### Record set
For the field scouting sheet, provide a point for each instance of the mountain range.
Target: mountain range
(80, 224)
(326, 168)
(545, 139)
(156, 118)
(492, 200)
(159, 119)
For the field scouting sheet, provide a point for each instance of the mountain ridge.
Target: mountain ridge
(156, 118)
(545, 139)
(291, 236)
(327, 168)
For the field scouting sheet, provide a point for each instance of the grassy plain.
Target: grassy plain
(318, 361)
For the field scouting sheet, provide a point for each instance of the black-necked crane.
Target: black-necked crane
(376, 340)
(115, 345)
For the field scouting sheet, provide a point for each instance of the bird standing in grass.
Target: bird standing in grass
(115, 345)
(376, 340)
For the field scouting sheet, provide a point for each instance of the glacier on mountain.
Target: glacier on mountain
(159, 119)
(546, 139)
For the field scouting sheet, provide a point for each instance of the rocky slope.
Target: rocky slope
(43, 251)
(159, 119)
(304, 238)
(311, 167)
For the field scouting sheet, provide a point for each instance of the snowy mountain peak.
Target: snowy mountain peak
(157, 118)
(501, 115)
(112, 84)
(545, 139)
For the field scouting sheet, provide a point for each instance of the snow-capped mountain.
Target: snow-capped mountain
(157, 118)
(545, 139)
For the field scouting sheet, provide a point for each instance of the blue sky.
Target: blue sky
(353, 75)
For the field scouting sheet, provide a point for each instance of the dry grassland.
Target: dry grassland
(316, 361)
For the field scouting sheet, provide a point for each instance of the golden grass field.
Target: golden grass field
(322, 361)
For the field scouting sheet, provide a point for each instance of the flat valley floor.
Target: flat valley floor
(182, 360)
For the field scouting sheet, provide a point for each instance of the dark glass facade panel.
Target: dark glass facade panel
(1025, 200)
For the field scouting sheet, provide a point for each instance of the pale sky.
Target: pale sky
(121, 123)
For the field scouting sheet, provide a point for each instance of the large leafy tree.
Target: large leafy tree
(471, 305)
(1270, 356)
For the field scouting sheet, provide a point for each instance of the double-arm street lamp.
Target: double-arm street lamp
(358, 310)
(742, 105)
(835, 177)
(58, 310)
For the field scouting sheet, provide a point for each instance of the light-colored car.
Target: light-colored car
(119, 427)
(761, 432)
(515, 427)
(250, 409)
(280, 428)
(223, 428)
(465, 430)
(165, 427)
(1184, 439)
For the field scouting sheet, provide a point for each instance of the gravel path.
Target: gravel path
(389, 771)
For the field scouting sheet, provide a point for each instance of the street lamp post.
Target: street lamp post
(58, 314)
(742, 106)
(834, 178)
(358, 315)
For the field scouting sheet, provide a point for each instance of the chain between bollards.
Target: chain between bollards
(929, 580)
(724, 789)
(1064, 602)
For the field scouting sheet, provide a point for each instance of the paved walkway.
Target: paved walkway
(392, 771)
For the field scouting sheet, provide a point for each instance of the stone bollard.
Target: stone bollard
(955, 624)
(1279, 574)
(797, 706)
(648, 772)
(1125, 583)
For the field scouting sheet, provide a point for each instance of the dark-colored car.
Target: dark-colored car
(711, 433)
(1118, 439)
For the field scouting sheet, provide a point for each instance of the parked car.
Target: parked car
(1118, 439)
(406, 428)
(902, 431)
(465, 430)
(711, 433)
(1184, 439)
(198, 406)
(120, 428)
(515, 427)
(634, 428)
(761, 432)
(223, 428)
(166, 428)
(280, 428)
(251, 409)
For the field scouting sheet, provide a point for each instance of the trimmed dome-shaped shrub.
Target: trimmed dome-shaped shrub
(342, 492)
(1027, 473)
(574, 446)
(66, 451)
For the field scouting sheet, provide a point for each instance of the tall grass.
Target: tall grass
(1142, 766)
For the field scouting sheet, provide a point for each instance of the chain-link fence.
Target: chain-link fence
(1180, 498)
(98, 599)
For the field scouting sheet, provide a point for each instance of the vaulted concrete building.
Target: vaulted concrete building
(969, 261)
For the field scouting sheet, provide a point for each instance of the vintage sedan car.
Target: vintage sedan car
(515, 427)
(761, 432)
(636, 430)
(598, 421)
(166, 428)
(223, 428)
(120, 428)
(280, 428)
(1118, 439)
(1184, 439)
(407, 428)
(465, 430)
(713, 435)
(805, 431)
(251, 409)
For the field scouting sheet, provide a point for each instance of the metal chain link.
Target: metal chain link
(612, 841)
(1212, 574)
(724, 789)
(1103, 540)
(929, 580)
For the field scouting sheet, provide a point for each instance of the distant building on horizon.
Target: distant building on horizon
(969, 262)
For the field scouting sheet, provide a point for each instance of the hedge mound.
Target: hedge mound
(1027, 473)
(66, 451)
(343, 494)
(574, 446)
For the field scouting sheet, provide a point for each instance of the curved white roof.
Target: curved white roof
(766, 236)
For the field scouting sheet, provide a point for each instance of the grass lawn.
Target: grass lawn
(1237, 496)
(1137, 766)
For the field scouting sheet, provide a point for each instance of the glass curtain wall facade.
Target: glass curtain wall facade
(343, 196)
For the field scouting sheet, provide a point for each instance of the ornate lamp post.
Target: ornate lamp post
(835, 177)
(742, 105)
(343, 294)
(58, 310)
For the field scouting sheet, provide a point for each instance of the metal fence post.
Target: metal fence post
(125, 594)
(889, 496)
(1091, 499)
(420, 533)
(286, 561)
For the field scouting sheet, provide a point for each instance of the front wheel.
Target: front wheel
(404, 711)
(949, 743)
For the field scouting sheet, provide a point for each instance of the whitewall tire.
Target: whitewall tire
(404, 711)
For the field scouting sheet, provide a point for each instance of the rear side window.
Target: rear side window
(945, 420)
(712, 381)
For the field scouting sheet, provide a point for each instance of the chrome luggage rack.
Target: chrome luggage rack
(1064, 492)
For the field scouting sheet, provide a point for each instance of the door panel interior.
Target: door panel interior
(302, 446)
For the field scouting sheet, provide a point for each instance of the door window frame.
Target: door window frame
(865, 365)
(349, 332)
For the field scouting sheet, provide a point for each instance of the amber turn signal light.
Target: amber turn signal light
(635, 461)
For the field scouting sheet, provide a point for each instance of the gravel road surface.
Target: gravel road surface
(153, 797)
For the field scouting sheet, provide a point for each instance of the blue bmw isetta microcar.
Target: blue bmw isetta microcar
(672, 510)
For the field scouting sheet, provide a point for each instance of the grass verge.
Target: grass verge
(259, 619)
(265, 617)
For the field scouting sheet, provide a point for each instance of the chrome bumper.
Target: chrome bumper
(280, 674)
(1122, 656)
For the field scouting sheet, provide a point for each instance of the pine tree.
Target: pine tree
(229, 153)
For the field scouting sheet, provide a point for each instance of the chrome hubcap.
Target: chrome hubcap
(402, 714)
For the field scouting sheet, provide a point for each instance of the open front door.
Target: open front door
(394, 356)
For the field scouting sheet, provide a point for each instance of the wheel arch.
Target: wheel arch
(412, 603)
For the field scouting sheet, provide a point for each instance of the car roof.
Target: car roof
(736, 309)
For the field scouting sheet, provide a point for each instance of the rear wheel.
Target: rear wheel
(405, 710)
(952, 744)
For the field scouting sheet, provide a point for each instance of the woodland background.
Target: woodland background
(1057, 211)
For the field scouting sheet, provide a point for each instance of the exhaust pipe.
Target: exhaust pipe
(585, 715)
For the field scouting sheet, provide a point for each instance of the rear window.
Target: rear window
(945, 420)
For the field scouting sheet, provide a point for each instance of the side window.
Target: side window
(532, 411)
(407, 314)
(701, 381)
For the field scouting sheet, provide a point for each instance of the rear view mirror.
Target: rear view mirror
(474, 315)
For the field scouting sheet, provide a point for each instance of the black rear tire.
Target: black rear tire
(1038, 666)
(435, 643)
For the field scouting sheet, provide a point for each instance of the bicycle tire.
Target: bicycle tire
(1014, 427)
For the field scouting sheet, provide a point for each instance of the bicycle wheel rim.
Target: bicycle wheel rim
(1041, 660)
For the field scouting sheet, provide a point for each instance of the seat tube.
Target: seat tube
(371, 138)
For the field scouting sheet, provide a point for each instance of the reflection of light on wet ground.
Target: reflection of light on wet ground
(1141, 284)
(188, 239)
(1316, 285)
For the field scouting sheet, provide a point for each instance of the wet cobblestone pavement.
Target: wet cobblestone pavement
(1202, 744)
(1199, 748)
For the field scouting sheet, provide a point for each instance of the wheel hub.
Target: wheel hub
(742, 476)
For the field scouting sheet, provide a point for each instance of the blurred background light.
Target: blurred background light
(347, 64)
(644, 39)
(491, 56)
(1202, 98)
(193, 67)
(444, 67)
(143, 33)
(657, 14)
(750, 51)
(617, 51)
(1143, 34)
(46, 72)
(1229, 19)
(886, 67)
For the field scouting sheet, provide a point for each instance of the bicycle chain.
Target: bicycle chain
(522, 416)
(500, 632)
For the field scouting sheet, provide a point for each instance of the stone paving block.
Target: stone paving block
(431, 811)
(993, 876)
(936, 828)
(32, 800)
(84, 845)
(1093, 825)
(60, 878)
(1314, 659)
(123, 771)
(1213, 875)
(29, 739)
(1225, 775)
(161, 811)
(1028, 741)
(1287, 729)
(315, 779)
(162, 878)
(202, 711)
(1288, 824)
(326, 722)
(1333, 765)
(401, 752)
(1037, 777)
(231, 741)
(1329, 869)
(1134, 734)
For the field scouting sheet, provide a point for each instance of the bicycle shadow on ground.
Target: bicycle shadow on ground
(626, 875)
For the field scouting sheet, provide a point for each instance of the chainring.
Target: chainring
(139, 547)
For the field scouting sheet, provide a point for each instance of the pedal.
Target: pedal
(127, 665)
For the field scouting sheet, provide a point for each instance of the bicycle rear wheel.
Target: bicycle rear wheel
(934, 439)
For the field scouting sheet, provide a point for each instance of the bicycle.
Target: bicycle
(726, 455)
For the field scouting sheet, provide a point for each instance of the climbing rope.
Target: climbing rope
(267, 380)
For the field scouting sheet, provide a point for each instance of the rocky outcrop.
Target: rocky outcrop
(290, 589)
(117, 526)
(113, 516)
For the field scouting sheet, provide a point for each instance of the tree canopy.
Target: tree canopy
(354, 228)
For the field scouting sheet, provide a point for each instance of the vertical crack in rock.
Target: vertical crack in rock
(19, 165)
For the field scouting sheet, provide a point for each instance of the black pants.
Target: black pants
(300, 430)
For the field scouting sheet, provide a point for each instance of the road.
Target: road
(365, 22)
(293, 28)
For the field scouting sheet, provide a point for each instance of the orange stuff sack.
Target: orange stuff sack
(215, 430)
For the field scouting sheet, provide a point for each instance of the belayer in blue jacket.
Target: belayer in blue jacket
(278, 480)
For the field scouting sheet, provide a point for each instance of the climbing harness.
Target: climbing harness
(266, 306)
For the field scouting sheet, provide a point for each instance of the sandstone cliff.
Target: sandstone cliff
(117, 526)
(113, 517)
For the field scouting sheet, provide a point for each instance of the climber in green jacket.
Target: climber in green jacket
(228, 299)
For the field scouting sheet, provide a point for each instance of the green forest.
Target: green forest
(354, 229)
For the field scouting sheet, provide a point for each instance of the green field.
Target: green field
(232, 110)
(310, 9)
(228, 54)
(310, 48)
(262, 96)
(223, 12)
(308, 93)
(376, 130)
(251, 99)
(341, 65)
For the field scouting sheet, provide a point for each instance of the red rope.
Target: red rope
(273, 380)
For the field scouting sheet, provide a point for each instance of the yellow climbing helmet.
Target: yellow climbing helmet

### What you should do
Please find the lines in the data that contain the word "yellow" and copy them.

### Written reply
For the field scouting sheet, provide a point for each instance of the yellow climbing helmet.
Target: yellow climbing helmet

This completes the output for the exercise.